## TASK PROMPT
Nothing in the entries may differ when you return them.

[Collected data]
--
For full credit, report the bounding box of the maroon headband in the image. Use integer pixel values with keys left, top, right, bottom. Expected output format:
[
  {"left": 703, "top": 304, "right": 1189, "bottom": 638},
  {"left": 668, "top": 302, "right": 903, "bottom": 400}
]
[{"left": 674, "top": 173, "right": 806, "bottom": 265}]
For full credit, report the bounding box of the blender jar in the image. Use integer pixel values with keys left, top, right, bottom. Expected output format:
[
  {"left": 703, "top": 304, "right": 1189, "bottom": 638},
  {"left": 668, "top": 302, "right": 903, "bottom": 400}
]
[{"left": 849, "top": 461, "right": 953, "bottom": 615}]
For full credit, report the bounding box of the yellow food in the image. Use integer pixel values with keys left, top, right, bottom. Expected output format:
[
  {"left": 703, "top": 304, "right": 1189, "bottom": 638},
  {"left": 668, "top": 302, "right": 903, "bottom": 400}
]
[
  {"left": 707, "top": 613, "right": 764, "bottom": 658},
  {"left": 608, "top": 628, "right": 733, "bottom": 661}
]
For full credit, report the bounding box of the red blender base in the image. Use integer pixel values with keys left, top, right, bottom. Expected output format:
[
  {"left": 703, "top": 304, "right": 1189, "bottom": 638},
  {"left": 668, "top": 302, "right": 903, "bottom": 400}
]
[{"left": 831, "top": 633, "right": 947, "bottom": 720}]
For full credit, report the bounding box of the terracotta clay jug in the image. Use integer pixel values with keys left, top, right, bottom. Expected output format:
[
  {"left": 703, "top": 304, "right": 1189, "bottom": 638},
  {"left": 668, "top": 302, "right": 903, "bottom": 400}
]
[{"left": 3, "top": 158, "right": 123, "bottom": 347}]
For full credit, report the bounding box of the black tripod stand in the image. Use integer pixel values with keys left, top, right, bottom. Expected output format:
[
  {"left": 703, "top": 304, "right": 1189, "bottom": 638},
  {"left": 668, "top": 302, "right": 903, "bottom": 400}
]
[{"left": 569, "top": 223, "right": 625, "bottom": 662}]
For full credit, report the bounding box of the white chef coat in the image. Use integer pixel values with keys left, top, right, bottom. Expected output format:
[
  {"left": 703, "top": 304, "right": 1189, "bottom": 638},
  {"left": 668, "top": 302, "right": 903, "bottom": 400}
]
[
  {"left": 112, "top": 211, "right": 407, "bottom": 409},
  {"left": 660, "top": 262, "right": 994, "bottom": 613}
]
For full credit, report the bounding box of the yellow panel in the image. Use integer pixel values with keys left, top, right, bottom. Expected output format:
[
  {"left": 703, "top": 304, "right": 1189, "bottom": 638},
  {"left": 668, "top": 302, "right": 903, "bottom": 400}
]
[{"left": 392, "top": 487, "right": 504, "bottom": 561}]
--
## RESPONSE FOR THIS EXERCISE
For full credit, report the bounding box of the maroon headband in the image. Use integer pixel values with keys left, top, right, bottom. Expected output format:
[
  {"left": 703, "top": 304, "right": 1189, "bottom": 638},
  {"left": 668, "top": 302, "right": 903, "bottom": 400}
]
[{"left": 674, "top": 173, "right": 806, "bottom": 265}]
For full credit, report the bounding box of the blender jar in the image. Use integer pixel values with keys left, top, right, bottom. Expected output format:
[
  {"left": 703, "top": 304, "right": 1189, "bottom": 638},
  {"left": 668, "top": 302, "right": 903, "bottom": 400}
]
[{"left": 849, "top": 461, "right": 953, "bottom": 615}]
For full credit, report the bounding box of the yellow food in the image. Use integer pixel values with keys left, top, right, bottom. Expected output format:
[
  {"left": 703, "top": 304, "right": 1189, "bottom": 638},
  {"left": 668, "top": 302, "right": 903, "bottom": 400}
]
[
  {"left": 707, "top": 613, "right": 764, "bottom": 658},
  {"left": 608, "top": 628, "right": 733, "bottom": 661}
]
For full credit, report the bounding box of the red blender base in the image. Use integer pixel values with keys left, top, right, bottom. Expected output format:
[
  {"left": 703, "top": 304, "right": 1189, "bottom": 638},
  {"left": 668, "top": 302, "right": 903, "bottom": 400}
]
[{"left": 831, "top": 633, "right": 947, "bottom": 720}]
For full credit, report the bounding box of the terracotta clay jug in the image. Use integer pixel values with keys left, top, right, bottom. Expected output format:
[
  {"left": 703, "top": 304, "right": 1189, "bottom": 638},
  {"left": 668, "top": 302, "right": 903, "bottom": 400}
]
[{"left": 3, "top": 158, "right": 123, "bottom": 347}]
For full credit, report the bounding box of the black tripod stand in the image. Use integer pixel values with keys left, top, right, bottom. Expected output format:
[
  {"left": 703, "top": 304, "right": 1189, "bottom": 638},
  {"left": 668, "top": 302, "right": 903, "bottom": 400}
]
[{"left": 569, "top": 223, "right": 625, "bottom": 662}]
For full credit, report the bounding box of the white chef coat in the image. Use integer pixel values with keys left, top, right, bottom. Expected output format:
[
  {"left": 703, "top": 304, "right": 1189, "bottom": 638},
  {"left": 668, "top": 302, "right": 903, "bottom": 400}
]
[
  {"left": 112, "top": 211, "right": 407, "bottom": 409},
  {"left": 660, "top": 262, "right": 994, "bottom": 613}
]
For full credit, report the bounding box of the yellow panel in the image. Use integer pixel values with keys left, top, right, bottom. Expected output format:
[
  {"left": 703, "top": 304, "right": 1189, "bottom": 638},
  {"left": 668, "top": 302, "right": 903, "bottom": 400}
]
[{"left": 392, "top": 487, "right": 504, "bottom": 561}]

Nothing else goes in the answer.